■ **AUFGABENSTELLUNG**
Prüfen Sie bitte, ob die Aussagen (a), (b) und (c) mit dem Interviewausschnitt übereinstimmen, und belegen Sie jedes Ja oder Nein mit einem wörtlichen Zitat: (a) Laubrock hat in den letzten zwei Wochen mehrmals mit anderen zusammen Musik gemacht. (b) Ab April wird Laubrock das Improvisations-Ensemble an der Musikschule betreuen. (c) Für Laubrock war das Unterrichten immer das Wichtigste.

Laubrock Ja, die Residenz gefällt mir sehr gut. Ich habe viel Zeit zum Nachdenken, Üben und Schreiben. Es ist aber schon ein Kontrast zu meinem Leben in den USA. Ich habe in den letzten zwei Wochen nicht ein Mal mit anderen zusammen Musik gemacht. Das ist irgendwie seltsam für mich.

Eigentlich wollten Sie die Aufgabe als Improviser in Residence gar nicht übernehmen. Warum?

Laubrock Als mich Angelika Niescier anrief und fragte, ob ich Interesse daran hätte, nach Moers zu kommen, konnte ich mir dies nicht vorstellen. Ich habe in New York viele Verpflichtungen und muss Tourneen vorbereiten. Angelika Niescier hat aber so überzeugend davon erzählt, was sie als Improviser erlebt und gemacht hat, dass ich intensiver über das Angebot nachgedacht habe und mich entschlossen, nach Deutschland zu kommen.

Haben Sie sich denn schon überlegt, wie Sie die improvisierte Musik in die Stadt hineintragen werden?

Laubrock Ab April werde ich auf jeden Fall das Improvisations-Ensemble an der Musikschule betreuen. Außerdem möchte ich mit Achim Tang und Schulkindern zusammen Musik machen. Er hat ja in diesem Bereich schon sehr viel Erfahrung.

Und Sie?

Laubrock Ich habe Unterricht gegeben. Das Spielen war mir aber immer das wichtigste.

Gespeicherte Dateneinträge
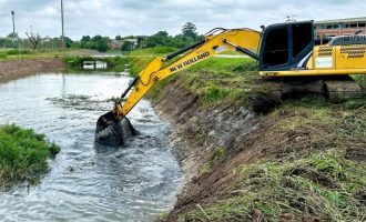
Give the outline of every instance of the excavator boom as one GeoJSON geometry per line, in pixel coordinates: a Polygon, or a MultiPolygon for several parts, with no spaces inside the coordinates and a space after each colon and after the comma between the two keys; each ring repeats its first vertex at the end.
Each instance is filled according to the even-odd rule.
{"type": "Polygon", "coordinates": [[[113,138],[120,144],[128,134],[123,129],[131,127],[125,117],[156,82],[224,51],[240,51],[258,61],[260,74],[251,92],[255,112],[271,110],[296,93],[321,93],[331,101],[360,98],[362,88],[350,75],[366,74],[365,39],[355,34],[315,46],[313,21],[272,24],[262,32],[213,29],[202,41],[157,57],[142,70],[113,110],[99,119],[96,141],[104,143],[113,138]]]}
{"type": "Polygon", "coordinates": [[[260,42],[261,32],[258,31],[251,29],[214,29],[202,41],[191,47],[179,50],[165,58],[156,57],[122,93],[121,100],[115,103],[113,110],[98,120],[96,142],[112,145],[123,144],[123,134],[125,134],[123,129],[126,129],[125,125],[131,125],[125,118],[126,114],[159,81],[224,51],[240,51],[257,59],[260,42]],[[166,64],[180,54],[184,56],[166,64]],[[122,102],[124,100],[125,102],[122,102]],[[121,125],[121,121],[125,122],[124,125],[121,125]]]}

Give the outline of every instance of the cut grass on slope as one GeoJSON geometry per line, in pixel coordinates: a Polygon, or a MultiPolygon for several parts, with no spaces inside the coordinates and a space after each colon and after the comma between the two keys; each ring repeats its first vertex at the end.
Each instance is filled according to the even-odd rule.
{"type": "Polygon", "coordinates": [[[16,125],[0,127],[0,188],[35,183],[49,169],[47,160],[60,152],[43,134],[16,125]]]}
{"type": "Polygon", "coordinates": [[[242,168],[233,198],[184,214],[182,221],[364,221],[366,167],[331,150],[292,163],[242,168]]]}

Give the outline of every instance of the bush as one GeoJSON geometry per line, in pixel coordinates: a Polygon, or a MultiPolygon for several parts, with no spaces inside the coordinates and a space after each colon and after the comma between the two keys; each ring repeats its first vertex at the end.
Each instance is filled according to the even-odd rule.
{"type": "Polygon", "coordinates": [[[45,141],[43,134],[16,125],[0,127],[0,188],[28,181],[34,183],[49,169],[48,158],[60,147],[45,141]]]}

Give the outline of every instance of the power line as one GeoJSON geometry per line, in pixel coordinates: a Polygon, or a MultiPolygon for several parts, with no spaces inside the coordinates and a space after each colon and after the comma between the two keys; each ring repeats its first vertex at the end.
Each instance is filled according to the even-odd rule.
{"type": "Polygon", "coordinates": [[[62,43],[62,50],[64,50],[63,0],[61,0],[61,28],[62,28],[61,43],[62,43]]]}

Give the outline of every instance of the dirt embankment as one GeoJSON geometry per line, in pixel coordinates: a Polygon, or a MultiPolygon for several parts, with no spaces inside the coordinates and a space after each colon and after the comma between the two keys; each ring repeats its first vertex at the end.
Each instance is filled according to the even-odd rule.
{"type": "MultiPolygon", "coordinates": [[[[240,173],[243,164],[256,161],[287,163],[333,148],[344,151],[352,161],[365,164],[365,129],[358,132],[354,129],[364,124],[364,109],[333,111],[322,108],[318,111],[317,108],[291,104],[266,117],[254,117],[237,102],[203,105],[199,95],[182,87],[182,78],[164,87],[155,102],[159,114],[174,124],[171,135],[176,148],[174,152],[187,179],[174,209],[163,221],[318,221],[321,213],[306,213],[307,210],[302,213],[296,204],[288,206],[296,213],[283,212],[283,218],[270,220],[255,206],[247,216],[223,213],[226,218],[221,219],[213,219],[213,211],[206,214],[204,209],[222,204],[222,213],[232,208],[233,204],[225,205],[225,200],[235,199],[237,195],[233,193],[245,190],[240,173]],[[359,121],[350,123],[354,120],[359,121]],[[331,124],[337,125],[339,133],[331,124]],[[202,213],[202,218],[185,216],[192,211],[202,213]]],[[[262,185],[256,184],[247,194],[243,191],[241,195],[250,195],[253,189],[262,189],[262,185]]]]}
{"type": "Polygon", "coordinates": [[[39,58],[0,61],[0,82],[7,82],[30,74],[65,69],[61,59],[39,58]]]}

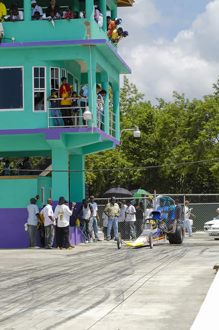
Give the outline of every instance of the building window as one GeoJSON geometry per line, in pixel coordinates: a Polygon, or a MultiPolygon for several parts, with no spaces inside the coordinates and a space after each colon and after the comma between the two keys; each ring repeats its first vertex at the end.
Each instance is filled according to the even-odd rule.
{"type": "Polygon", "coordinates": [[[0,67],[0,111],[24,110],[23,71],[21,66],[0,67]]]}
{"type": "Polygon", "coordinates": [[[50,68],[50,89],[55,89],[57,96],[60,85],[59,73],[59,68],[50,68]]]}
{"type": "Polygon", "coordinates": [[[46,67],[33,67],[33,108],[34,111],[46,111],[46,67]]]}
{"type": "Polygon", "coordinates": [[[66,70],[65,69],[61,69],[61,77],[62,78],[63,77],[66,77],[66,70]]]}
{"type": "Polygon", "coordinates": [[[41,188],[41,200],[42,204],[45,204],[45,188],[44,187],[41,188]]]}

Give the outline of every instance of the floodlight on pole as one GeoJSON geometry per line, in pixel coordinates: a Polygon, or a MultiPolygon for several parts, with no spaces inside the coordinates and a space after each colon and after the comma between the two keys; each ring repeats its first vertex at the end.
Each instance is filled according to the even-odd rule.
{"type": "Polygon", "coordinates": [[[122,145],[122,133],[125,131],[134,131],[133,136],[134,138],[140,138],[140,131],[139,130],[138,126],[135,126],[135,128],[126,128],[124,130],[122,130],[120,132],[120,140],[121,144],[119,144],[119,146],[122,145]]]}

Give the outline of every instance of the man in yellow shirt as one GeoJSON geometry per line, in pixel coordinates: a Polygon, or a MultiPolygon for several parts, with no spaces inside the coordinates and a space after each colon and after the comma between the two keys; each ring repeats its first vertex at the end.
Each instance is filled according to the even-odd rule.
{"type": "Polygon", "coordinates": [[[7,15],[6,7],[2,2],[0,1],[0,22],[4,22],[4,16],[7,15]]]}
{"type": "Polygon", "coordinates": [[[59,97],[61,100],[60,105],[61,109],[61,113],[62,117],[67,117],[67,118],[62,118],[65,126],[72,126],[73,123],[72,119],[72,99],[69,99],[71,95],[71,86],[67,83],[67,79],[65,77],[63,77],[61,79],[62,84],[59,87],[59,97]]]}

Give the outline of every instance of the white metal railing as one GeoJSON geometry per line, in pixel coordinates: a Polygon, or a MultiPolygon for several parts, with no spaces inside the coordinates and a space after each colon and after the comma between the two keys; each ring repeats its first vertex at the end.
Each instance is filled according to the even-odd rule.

■ **LÖSUNG SIEHE UNTEN**
(a) Nein: „Ich habe in den letzten zwei Wochen nicht ein Mal mit anderen zusammen Musik gemacht.“
(b) Ja: „Ab April werde ich auf jeden Fall das Improvisations-Ensemble an der Musikschule betreuen.“
(c) Nein: „Das Spielen war mir aber immer das wichtigste.“